--- ENTRIES SHOWN ---
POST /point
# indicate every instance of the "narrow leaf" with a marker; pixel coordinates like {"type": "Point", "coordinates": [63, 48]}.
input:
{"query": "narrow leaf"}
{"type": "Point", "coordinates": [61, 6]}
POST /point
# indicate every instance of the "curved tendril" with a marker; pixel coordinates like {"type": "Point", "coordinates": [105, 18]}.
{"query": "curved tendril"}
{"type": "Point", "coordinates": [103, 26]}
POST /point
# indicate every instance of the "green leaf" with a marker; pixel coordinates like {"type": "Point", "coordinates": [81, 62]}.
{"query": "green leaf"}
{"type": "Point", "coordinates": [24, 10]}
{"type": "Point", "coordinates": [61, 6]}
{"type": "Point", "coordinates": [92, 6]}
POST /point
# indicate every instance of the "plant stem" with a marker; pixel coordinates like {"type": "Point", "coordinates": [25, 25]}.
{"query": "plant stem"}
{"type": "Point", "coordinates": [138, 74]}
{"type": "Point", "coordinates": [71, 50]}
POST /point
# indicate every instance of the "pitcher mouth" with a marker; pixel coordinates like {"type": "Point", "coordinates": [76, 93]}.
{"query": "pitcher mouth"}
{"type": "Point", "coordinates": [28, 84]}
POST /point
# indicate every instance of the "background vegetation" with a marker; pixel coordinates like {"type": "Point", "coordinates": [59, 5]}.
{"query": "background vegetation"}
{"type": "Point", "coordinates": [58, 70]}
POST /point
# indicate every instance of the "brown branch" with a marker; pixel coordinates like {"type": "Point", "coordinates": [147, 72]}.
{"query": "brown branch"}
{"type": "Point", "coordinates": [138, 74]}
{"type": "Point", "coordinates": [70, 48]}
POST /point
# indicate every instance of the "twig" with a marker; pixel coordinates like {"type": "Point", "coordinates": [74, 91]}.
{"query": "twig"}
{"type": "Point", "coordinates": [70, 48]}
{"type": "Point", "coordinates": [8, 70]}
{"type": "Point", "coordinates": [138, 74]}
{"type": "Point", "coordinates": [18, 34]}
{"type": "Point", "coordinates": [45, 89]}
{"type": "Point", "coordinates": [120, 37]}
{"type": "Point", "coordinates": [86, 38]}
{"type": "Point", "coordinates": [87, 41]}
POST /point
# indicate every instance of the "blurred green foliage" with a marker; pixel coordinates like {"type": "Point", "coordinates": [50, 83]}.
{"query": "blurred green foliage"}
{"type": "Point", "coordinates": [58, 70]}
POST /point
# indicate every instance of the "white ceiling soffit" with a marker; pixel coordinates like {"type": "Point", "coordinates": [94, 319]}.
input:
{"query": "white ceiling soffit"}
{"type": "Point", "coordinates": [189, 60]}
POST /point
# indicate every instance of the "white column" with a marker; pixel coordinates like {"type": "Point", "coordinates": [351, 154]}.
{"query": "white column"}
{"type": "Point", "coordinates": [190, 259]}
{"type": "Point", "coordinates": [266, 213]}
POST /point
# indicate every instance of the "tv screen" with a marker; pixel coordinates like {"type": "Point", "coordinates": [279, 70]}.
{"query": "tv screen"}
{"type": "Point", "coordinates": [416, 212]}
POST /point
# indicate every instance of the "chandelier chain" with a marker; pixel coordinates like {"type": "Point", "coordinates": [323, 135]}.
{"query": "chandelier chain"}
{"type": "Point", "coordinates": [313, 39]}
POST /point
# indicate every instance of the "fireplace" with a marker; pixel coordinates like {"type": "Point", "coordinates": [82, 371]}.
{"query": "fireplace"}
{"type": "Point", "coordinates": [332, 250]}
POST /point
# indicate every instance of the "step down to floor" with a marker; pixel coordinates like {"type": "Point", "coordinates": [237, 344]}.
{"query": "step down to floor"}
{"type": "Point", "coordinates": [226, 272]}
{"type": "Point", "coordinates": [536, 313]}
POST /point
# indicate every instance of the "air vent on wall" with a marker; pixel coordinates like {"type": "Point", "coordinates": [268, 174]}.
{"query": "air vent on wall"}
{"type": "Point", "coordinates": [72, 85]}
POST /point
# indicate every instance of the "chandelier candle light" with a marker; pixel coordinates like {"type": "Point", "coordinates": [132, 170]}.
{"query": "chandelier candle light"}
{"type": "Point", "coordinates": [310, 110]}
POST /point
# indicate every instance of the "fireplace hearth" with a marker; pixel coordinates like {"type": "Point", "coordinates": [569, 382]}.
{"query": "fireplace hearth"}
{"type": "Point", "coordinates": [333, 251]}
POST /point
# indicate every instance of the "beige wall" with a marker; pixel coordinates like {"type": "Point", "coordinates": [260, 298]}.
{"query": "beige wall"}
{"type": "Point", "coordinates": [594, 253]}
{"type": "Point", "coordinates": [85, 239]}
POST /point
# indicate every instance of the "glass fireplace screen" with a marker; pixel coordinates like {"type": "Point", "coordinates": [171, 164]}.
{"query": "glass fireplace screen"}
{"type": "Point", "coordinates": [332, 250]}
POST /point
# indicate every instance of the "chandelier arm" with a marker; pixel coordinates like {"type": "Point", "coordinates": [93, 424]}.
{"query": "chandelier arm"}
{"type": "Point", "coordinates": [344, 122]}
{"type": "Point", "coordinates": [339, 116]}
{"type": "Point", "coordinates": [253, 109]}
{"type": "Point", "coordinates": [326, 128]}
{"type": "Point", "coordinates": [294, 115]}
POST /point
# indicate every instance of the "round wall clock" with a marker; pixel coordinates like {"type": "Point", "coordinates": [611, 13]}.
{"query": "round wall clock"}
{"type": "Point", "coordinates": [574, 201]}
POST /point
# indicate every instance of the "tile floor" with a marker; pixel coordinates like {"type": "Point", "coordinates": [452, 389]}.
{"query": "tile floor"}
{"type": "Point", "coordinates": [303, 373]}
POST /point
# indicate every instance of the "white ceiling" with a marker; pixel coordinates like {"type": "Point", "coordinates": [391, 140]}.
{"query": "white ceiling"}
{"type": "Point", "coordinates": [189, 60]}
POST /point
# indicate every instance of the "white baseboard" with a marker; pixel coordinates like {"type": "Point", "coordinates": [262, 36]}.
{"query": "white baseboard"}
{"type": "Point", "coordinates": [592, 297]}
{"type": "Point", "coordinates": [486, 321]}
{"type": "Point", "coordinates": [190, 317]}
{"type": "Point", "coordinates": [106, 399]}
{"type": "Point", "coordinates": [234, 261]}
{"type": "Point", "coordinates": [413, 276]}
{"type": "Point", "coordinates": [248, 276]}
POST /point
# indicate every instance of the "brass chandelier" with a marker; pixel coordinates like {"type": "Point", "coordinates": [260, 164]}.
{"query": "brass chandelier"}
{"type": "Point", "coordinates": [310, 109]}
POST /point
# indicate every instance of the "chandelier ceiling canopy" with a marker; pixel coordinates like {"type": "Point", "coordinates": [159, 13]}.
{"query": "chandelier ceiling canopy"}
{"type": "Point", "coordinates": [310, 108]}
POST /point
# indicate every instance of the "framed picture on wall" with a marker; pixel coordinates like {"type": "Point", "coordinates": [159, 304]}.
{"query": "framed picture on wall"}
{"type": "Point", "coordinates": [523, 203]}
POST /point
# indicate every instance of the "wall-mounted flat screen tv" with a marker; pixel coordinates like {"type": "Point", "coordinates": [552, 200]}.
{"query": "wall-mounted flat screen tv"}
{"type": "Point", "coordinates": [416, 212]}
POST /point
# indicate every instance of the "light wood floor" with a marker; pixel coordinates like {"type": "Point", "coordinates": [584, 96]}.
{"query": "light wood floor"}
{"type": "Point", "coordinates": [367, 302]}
---
--- ENTRIES SHOWN ---
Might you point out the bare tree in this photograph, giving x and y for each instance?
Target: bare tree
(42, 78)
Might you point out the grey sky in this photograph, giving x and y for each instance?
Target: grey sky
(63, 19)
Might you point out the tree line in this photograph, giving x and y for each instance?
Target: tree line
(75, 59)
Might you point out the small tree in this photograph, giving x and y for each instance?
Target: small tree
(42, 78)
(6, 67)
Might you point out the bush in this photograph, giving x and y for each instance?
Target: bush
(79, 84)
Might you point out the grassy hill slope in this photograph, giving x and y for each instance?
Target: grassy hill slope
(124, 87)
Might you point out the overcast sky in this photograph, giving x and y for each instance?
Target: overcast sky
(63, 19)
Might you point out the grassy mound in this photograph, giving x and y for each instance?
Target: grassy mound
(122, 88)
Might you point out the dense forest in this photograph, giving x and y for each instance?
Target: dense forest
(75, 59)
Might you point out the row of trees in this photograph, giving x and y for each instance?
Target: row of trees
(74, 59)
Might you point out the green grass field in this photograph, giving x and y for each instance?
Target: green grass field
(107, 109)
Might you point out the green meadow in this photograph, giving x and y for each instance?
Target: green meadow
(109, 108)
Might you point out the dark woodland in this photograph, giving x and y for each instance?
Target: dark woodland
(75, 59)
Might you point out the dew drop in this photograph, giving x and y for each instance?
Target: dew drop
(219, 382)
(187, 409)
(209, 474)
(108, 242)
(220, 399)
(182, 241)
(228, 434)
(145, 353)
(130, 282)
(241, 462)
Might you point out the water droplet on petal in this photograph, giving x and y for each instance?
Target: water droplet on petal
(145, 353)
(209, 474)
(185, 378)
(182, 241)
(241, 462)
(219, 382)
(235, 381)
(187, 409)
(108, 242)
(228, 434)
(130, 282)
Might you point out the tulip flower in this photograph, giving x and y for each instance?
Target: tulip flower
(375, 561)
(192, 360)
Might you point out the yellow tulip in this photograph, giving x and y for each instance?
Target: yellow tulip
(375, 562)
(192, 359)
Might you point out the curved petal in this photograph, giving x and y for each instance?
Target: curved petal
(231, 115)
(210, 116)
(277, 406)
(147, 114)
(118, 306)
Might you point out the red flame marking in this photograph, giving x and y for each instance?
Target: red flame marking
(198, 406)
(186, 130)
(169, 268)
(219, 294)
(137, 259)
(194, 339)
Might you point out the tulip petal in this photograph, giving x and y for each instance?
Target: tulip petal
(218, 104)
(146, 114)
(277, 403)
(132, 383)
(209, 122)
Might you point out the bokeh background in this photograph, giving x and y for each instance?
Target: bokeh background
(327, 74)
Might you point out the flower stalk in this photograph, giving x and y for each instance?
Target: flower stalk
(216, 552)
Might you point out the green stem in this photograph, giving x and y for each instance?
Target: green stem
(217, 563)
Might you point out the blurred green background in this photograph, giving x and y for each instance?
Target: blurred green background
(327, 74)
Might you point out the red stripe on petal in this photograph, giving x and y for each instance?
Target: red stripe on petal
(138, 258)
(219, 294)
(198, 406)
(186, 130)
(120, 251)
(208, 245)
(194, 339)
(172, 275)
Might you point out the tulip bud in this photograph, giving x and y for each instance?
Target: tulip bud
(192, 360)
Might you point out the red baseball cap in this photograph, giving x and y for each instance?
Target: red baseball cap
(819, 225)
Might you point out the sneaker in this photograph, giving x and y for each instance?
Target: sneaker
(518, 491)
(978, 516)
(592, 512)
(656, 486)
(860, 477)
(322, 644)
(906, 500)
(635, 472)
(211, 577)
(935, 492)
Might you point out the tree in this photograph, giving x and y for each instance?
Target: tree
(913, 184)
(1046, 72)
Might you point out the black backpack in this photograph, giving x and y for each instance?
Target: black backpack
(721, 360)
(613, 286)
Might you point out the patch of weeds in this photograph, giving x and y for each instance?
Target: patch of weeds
---
Add 44 to each x and y coordinate in the marked point pairs, and write out every line between the one holding "Might you point out the tulip petal" and the one holding "Target: patch of weeds", inclusive, leaving everything else unchanged.

Might you point out the tulip petal in this photograph, giving x and y for each instance?
Target: tulip petal
(262, 148)
(190, 158)
(321, 447)
(176, 427)
(253, 166)
Might you point out the bokeh background in this photograph, giving x and y for each instance?
Target: bokeh background
(371, 118)
Might you point out the flower stalk in this photograph, giving x and y for each instance?
Target: flower stalk
(260, 596)
Might you point out the green stem in this photograph, giving x and y for each instance?
Target: green stem
(261, 607)
Might you point out the blurred green background in this photograph, giving x and y for each instance?
Target: blurred green background
(371, 118)
Might you point out the red stripe on petal in this photograph, giving x and y for each instance?
Target: red stripe on petal
(182, 302)
(263, 338)
(242, 450)
(230, 174)
(164, 295)
(252, 289)
(238, 383)
(216, 319)
Might you point out the tulip bud in this photograph, giving x and y for each instance?
Target: tulip bud
(236, 404)
Might you point out the red baseball cap in this photograph, giving x and y for each instance?
Target: red baseball cap
(863, 269)
Might you point out the sneaker in this photograph, giving x and y for each instance?
Target: sneaker
(562, 535)
(1022, 560)
(636, 556)
(700, 530)
(904, 521)
(366, 688)
(950, 544)
(679, 516)
(255, 621)
(979, 536)
Might you point out the tree in this photograph, giving x and y for each instance?
Target: tree
(957, 228)
(1090, 116)
Might you point out the black backpack in this photograph, giving x and y for each instance?
Target: black backpack
(765, 404)
(657, 330)
Might you point out the patch of weeds in this photograph, giving x and y for each instance?
Target: patch of weeds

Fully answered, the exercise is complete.